── Given text

Up to 15,000 men, women and children besieged Tripoli’s international airport last night, shouting and screaming for seats on the few airliners still prepared to fly to Muammar Gaddafi’s rump state, paying Libyan police bribe after bribe to reach the ticket desks in a rain-soaked mob of hungry, desperate families. Many were trampled as Libyan security men savagely beat those who pushed their way to the front. Among them were Gaddafi’s fellow Arabs, thousands of them Egyptians, some of whom had been living at the airport for two days without food or sanitation. The place stank of faeces and urine and fear. Yet a 45-minute visit into the city for a new airline ticket to another destination is the only chance to see Gaddafi’s capital if you are a “dog” of the international press. There was little sign of opposition to the Great Leader. Squads of young men with Kalashnikov rifles stood on the side roads next to barricades of upturned chairs and wooden doors. But these were pro-Gaddafi vigilantes – a faint echo of the armed Egyptian “neighbourhood guard” I saw in Cairo a month ago – and had pinned photographs of their leader’s infamous Green Book to their checkpoint signs.

────

**Explore the material:**
1. Please summarize the Tripoli account in two sentences.
2. Extend the Tripoli account beyond its last sentence.

── Excerpted data

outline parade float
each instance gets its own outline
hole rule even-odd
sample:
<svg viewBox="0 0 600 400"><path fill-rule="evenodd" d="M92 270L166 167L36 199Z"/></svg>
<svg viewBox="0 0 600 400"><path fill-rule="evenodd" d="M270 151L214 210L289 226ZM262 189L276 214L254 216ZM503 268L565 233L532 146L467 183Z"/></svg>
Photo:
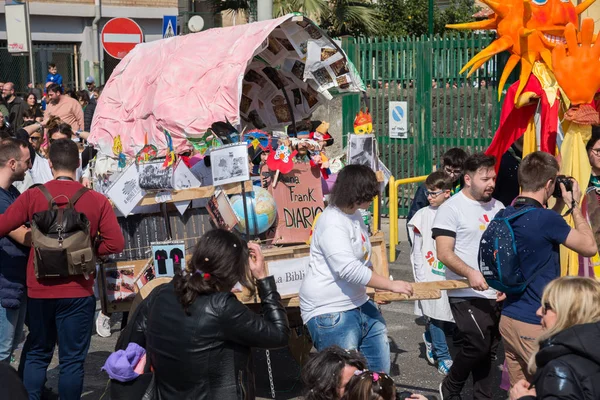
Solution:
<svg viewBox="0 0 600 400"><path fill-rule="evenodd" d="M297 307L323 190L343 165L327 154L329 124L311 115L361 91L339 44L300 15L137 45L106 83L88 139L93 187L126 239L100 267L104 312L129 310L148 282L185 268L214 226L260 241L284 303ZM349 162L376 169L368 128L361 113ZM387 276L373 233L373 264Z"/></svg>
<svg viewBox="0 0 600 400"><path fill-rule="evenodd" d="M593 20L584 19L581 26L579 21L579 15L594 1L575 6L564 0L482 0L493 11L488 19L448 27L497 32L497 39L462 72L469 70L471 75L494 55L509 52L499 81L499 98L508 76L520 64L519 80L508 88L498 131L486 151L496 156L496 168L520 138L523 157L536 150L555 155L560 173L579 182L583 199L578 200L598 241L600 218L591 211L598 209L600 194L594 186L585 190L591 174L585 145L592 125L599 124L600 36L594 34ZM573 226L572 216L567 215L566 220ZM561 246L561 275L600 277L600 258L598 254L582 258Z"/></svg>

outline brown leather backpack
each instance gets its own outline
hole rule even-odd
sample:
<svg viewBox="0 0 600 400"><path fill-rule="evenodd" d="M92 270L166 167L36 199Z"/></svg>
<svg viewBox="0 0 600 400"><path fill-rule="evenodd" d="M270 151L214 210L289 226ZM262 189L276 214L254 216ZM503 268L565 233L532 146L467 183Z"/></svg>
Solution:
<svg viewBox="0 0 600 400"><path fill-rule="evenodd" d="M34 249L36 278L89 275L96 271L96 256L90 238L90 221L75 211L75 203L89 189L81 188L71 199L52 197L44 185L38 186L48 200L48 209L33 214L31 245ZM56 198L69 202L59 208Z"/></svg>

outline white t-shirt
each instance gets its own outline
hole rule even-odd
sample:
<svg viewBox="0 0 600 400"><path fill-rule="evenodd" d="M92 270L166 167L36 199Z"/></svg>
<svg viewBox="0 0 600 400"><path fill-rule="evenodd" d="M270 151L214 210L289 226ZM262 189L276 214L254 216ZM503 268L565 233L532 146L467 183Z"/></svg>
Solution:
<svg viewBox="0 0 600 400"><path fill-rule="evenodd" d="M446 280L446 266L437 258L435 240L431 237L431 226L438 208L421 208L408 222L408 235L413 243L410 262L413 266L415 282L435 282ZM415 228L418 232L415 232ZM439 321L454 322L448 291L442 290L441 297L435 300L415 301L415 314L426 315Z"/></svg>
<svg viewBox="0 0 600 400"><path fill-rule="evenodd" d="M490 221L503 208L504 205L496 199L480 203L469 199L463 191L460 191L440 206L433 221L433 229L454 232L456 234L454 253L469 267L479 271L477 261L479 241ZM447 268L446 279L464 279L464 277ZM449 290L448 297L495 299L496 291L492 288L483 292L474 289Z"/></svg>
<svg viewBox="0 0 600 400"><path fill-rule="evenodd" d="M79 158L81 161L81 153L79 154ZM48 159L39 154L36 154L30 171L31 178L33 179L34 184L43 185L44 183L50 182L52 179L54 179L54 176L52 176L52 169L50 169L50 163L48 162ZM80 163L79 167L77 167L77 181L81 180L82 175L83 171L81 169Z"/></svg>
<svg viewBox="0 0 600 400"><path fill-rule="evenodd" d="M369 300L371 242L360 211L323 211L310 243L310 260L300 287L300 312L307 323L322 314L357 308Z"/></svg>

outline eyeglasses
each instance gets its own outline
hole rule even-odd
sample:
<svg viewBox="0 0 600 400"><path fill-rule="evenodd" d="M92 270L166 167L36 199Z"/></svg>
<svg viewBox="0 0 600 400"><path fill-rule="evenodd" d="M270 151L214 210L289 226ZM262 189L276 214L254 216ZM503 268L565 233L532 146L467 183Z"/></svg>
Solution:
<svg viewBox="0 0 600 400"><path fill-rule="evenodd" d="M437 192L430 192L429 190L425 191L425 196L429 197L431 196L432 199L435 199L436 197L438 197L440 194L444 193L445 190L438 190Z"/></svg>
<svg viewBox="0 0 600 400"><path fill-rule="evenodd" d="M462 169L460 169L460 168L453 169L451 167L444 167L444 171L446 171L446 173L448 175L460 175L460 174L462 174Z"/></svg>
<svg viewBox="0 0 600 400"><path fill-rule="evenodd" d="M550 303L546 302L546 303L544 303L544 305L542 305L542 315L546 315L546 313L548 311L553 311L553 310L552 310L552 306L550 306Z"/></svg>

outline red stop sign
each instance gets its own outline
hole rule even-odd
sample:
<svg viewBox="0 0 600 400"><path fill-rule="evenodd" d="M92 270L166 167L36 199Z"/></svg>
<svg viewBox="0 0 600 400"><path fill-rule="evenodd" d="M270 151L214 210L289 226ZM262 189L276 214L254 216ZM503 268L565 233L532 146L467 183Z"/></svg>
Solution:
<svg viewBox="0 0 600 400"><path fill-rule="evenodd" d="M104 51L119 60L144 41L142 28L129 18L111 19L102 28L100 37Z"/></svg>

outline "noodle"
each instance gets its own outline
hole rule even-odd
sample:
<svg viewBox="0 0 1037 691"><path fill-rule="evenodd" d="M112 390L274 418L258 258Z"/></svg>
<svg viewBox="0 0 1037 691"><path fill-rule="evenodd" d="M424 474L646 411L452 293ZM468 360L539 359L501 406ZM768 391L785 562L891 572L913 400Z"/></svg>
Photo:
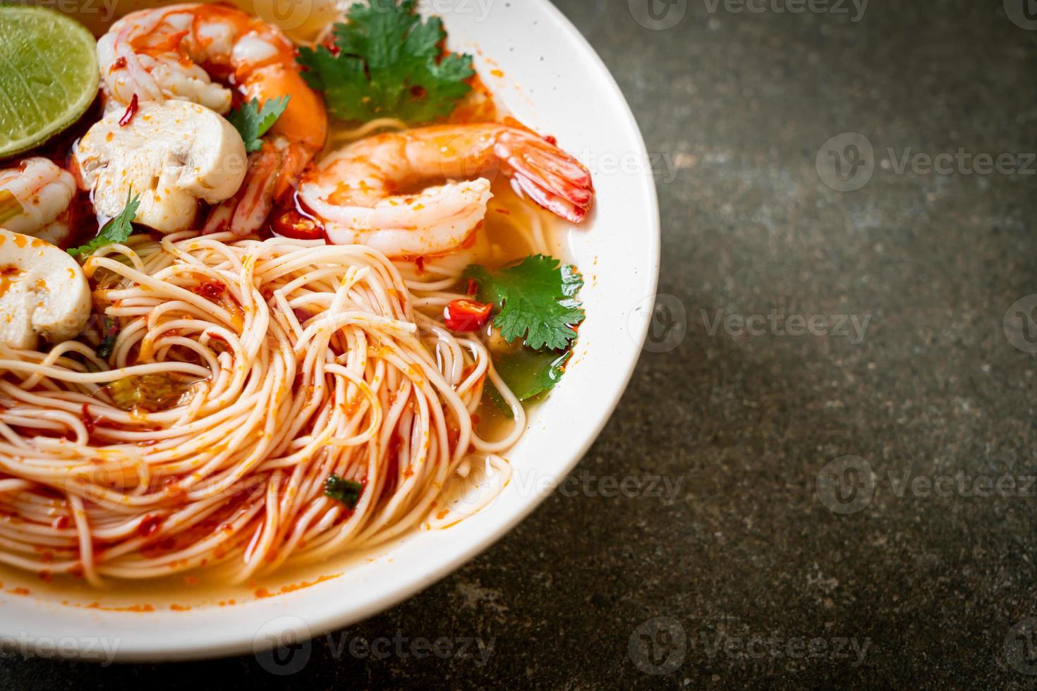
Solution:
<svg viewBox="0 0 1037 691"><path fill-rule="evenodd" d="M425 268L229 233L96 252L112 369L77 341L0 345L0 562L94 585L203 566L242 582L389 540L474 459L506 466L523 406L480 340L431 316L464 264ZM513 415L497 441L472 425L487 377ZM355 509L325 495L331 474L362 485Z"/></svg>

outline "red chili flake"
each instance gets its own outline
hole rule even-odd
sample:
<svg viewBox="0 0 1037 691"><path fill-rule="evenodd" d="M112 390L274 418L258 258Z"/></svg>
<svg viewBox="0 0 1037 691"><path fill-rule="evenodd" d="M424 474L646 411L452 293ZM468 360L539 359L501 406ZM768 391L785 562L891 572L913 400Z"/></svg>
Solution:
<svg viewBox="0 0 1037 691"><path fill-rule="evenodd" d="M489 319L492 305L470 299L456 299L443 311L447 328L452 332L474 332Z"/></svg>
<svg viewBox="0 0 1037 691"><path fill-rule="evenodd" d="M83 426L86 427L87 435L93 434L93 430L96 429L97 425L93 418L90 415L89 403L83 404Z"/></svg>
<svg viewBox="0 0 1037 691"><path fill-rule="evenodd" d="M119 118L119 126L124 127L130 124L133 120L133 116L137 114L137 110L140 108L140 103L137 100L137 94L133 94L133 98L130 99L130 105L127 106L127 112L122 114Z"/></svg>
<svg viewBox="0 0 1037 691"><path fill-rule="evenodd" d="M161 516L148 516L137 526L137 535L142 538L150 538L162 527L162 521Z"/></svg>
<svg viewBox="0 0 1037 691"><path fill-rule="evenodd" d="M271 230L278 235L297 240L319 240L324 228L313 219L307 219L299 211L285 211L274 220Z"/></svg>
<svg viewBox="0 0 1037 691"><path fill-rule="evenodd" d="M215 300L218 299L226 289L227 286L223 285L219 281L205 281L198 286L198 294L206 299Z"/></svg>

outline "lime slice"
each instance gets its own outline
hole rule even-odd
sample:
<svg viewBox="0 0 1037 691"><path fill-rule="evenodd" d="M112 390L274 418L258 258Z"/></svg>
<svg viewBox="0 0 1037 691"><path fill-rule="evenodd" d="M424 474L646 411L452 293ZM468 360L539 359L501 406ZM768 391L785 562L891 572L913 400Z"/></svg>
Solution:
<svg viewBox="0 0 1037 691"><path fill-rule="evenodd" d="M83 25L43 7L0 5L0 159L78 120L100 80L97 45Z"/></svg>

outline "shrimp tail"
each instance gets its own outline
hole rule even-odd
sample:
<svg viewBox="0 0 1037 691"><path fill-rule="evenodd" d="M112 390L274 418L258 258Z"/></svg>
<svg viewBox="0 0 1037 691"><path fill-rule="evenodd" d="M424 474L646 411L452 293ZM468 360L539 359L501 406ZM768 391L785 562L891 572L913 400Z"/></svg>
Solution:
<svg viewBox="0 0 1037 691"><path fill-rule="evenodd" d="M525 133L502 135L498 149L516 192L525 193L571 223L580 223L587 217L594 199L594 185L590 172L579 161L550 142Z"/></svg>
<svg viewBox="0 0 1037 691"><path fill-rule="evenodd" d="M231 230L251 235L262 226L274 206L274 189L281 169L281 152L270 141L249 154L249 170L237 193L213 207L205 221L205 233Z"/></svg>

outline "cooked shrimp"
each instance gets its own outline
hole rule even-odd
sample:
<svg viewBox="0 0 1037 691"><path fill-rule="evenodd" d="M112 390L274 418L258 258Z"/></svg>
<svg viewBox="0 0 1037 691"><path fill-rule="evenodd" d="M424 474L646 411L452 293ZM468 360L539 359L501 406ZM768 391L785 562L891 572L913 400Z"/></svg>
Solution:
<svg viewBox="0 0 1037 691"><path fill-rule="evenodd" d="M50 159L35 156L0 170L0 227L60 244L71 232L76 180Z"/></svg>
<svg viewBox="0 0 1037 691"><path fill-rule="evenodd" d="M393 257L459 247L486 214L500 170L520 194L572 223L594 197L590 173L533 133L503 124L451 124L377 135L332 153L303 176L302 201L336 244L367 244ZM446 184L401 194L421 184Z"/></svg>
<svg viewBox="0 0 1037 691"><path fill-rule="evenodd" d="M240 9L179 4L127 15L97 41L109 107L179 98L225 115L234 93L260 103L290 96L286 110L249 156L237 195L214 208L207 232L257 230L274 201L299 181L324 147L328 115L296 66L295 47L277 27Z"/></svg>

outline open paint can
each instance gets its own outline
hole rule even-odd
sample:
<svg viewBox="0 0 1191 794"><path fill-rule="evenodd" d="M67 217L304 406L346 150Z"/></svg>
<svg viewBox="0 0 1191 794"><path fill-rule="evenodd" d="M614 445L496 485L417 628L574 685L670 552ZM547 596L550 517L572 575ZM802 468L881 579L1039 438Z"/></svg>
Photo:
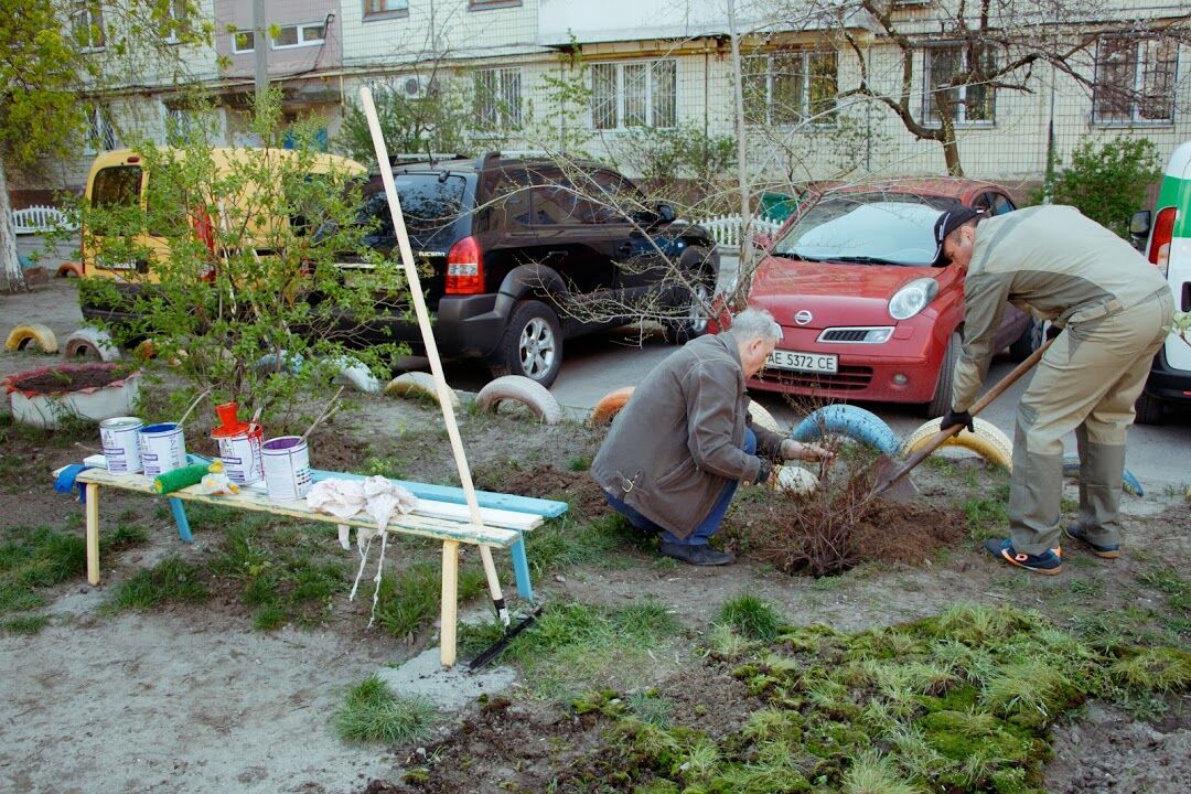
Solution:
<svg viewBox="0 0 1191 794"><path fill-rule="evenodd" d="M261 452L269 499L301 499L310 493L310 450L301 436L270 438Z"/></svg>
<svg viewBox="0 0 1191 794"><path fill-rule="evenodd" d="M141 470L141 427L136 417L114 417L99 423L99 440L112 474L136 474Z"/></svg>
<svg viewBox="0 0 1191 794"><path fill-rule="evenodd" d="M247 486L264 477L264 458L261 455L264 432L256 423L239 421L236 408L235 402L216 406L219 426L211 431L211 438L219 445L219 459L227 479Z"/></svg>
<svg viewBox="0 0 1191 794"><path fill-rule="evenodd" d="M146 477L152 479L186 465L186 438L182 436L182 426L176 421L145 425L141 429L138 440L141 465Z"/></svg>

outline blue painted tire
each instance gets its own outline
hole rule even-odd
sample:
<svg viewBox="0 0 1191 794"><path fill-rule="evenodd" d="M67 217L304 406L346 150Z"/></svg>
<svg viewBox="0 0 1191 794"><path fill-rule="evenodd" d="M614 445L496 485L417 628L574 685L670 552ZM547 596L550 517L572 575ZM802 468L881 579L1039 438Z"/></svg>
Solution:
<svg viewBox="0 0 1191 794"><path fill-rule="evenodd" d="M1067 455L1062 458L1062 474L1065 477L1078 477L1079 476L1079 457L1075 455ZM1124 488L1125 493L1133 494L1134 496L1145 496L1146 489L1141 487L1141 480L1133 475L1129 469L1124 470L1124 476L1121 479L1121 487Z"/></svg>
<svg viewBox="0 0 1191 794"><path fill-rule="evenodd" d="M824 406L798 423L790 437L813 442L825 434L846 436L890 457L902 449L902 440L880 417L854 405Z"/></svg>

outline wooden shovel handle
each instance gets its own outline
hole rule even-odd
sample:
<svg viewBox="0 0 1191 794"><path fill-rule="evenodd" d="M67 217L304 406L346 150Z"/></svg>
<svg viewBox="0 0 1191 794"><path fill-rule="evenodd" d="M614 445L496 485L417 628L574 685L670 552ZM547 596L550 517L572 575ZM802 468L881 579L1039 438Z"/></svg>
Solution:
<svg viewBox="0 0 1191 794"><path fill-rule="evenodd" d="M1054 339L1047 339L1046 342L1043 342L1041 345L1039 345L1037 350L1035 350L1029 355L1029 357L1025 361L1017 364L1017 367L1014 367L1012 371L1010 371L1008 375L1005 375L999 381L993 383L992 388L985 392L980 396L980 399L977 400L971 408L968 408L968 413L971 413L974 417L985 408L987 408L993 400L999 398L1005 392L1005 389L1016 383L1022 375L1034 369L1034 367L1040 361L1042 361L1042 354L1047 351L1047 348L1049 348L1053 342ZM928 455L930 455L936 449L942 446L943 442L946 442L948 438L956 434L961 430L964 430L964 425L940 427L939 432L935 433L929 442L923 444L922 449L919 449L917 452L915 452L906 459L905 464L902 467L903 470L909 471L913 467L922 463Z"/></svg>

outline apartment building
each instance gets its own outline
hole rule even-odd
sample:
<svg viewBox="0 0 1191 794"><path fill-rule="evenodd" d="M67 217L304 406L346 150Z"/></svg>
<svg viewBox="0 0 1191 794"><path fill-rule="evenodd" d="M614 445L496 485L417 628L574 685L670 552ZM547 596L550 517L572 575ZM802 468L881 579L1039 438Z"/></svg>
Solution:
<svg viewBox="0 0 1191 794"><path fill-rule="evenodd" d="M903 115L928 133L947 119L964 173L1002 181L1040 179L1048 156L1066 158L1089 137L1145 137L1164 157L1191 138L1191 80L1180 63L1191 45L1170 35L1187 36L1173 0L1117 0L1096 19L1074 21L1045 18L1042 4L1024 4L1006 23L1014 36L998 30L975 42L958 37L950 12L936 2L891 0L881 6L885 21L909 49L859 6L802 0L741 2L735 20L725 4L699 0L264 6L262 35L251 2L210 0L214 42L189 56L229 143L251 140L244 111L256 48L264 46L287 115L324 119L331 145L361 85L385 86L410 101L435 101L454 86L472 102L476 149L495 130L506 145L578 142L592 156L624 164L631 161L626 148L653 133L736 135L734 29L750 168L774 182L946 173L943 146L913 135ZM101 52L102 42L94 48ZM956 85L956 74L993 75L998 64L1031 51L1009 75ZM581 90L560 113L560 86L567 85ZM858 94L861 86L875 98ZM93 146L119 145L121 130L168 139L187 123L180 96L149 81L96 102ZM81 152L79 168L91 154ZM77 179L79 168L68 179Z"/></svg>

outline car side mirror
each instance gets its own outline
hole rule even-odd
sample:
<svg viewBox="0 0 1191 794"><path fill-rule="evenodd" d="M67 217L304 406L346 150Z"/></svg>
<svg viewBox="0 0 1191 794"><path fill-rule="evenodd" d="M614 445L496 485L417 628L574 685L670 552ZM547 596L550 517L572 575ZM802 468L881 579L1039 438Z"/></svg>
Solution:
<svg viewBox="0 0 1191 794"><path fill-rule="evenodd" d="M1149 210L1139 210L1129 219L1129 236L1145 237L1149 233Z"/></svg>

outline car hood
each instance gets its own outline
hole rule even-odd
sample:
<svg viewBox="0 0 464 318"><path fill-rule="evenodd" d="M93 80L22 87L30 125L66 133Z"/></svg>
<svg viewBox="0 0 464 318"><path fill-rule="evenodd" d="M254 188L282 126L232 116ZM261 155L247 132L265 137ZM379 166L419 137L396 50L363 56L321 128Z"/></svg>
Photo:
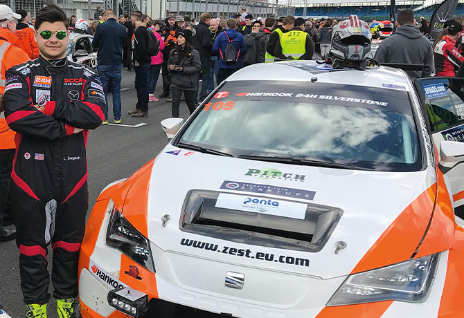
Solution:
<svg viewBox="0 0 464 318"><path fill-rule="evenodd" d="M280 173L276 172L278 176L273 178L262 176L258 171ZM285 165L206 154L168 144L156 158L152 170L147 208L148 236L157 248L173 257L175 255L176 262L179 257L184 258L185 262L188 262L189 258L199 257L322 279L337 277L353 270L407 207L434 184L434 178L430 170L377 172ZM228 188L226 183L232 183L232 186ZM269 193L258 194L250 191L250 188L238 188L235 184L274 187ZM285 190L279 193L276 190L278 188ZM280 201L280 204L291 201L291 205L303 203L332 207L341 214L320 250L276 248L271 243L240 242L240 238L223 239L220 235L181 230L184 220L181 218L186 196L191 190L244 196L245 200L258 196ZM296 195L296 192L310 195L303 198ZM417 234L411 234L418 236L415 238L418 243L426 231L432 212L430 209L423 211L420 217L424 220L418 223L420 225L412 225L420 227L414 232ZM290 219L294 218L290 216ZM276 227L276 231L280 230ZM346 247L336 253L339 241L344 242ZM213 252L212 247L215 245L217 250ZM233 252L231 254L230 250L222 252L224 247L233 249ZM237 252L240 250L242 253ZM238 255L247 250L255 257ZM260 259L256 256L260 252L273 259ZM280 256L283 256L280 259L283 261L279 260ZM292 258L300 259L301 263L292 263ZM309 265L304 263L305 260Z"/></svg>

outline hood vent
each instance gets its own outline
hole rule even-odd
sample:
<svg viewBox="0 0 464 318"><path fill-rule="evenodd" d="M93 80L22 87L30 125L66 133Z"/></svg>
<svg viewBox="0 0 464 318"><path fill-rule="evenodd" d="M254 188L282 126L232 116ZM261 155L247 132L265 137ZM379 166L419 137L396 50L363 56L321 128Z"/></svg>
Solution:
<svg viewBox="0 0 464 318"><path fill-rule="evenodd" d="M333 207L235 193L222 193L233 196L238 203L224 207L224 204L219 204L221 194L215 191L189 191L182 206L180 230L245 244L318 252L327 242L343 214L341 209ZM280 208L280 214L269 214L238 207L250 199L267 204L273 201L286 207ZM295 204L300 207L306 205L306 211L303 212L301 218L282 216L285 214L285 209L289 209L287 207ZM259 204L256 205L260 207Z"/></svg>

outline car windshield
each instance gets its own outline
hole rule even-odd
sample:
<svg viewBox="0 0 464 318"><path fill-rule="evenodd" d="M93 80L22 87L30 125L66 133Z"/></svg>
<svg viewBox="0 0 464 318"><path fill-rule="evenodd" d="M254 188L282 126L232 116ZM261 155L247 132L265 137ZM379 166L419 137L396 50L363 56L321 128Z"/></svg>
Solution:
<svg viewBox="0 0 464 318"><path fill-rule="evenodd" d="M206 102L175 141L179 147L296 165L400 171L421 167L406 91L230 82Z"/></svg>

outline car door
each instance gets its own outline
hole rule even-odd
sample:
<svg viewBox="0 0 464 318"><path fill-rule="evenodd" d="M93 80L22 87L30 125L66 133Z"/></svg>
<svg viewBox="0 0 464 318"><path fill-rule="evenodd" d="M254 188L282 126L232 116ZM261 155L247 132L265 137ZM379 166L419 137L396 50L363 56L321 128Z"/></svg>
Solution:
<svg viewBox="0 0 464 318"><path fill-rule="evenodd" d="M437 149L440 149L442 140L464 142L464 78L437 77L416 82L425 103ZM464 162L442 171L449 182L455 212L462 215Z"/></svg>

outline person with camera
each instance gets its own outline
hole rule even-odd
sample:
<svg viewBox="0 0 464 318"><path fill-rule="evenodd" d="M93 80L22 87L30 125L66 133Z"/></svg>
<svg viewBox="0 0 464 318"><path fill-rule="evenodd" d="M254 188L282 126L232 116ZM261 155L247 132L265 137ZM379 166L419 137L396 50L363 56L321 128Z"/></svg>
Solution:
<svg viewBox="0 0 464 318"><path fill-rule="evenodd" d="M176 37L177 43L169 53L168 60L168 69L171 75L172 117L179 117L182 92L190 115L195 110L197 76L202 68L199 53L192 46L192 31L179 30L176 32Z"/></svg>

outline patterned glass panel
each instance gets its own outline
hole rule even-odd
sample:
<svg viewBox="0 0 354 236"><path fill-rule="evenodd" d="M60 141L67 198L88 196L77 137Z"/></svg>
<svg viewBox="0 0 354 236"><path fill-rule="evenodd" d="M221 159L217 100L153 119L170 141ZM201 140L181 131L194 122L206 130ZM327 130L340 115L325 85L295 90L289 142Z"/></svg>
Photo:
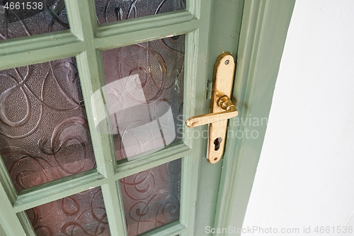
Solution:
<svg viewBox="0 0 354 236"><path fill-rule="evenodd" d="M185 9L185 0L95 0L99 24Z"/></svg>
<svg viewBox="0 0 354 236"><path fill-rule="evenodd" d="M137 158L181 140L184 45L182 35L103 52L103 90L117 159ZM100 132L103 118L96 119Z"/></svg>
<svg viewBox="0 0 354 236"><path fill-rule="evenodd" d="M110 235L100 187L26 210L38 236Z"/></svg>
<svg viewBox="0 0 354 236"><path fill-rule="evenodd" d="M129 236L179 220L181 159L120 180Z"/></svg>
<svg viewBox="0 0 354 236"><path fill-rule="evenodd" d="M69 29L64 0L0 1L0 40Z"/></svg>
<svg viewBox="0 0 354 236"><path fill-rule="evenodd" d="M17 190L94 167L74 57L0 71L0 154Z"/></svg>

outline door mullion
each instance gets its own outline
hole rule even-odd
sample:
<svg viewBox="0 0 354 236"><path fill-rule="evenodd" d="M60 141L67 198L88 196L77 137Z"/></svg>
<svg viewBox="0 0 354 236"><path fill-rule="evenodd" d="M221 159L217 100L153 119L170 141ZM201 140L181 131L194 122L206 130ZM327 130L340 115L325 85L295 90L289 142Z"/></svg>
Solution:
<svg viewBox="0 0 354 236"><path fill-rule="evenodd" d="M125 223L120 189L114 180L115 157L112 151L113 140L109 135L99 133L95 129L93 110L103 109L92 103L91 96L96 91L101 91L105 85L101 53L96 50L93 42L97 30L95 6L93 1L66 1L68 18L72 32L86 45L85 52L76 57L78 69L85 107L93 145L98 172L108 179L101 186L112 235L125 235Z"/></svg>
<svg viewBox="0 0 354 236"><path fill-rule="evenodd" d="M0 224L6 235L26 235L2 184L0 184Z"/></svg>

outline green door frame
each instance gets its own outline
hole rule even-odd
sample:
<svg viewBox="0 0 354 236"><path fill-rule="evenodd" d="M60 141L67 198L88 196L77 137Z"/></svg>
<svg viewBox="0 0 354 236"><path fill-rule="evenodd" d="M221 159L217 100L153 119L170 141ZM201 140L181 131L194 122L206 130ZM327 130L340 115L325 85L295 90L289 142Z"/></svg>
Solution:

────

**Responses per task:**
1. Up to 15,000 people, thousands of them Egyptians, mobbed Tripoli's international airport for seats on the few airliners still flying to Gaddafi's rump state, bribing police to reach the ticket desks while security men savagely beat those who pushed forward. In the city there was little sign of opposition to Gaddafi, and the armed young men at the barricades were pro-Gaddafi vigilantes who had pinned photographs of his Green Book to their checkpoint signs.

2.
There is little food in Tripoli, and over the city there fell a blanket of drab, sullen rain. It guttered onto an empty Green Square and down the Italianate streets of the old capital of Tripolitania. But there were no tanks, no armoured personnel carriers, no soldiers, not a fighter plane in the air; just a few police and elderly men and women walking the pavements – a numbed populous. Sadly for the West and for the people of the free city of Benghazi, Libya’s capital appeared as quiet as any dictator would wish. But this is an illusion. Petrol and food prices have trebled; entire towns outside Tripoli have been torn apart by fighting between pro- and anti-Gaddafi forces. In the suburbs of the city, especially in the Noufreen district, militias fought for 24 hours on Sunday with machine guns and pistols, a battle the Gadaffi forces won. In the end, the exodus of expatriates will do far more than street warfare to bring down the regime.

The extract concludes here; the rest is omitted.